| PROMPT |
Reproduce word for word everything from the start of the lines below down to the line containing "pixel 47 149", with both ends included.

Lines excerpted from a collection:
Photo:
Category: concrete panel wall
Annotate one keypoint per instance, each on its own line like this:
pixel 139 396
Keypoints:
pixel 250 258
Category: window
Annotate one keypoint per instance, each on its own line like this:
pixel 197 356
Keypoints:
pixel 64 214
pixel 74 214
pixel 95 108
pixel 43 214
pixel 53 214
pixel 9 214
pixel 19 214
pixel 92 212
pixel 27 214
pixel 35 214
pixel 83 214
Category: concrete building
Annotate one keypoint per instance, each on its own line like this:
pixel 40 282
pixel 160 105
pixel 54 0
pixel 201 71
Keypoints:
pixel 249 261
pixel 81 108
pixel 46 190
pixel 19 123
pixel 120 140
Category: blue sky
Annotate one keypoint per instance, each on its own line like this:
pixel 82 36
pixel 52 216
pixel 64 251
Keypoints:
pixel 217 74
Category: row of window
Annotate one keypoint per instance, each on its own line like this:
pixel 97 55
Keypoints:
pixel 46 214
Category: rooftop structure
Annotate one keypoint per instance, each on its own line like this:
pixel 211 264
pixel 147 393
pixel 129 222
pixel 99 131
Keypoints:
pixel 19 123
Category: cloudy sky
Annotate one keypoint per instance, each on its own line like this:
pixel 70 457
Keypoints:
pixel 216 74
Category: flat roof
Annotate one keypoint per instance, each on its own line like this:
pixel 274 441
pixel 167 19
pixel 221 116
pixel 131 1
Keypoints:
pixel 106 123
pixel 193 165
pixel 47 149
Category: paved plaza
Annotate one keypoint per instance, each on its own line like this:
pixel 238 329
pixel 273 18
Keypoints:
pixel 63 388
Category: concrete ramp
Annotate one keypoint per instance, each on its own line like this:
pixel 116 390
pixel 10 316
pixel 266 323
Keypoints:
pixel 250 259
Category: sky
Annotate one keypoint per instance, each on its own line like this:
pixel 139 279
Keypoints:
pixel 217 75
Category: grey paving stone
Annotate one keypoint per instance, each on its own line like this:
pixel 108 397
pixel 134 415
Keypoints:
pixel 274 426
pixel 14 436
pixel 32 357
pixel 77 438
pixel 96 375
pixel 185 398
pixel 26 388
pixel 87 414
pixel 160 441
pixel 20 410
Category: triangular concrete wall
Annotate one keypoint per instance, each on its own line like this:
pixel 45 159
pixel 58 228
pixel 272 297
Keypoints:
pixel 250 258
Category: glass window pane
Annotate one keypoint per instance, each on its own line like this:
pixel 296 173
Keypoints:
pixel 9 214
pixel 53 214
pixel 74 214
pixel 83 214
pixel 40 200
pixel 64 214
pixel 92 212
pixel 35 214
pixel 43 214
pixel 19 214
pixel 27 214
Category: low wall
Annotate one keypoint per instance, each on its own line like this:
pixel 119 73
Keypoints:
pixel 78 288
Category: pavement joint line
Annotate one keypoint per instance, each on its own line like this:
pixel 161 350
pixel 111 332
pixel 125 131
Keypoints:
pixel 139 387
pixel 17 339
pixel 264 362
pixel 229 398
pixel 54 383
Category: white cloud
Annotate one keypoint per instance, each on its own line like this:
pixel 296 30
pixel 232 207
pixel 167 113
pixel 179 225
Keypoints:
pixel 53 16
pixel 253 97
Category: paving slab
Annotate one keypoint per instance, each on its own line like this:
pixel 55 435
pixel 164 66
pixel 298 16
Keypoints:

| EXERCISE RESULT |
Photo:
Category: concrete panel wall
Annotate one keypoint per instance, each on its own line like this:
pixel 139 396
Keypoints:
pixel 250 258
Category: window
Annotate one keypoint per instance, each on its own line like this:
pixel 197 356
Keypoints:
pixel 64 214
pixel 74 214
pixel 95 108
pixel 43 214
pixel 53 214
pixel 9 214
pixel 19 214
pixel 92 212
pixel 27 214
pixel 35 214
pixel 83 214
Category: concrete building
Annotate one keypoint per instance, each on its own line like this:
pixel 40 282
pixel 160 105
pixel 54 0
pixel 201 71
Keypoints:
pixel 249 261
pixel 81 108
pixel 46 190
pixel 19 123
pixel 120 140
Category: blue sky
Annotate one keypoint per instance, each on its own line like this:
pixel 82 36
pixel 52 216
pixel 64 251
Keypoints:
pixel 217 74
Category: row of window
Annotate one keypoint per instance, each on its own line like this:
pixel 97 55
Keypoints:
pixel 46 214
Category: rooftop structure
Annotate one keypoint per instance, each on its own line like this:
pixel 211 264
pixel 147 393
pixel 129 222
pixel 99 131
Keypoints:
pixel 19 123
Category: cloudy sky
Annotate one keypoint per instance, each on its own line like this:
pixel 70 457
Keypoints:
pixel 216 74
Category: flat roof
Annotate one keypoint per instance, each on its own line like this:
pixel 274 441
pixel 167 19
pixel 221 116
pixel 131 1
Keypoints:
pixel 106 123
pixel 193 165
pixel 47 149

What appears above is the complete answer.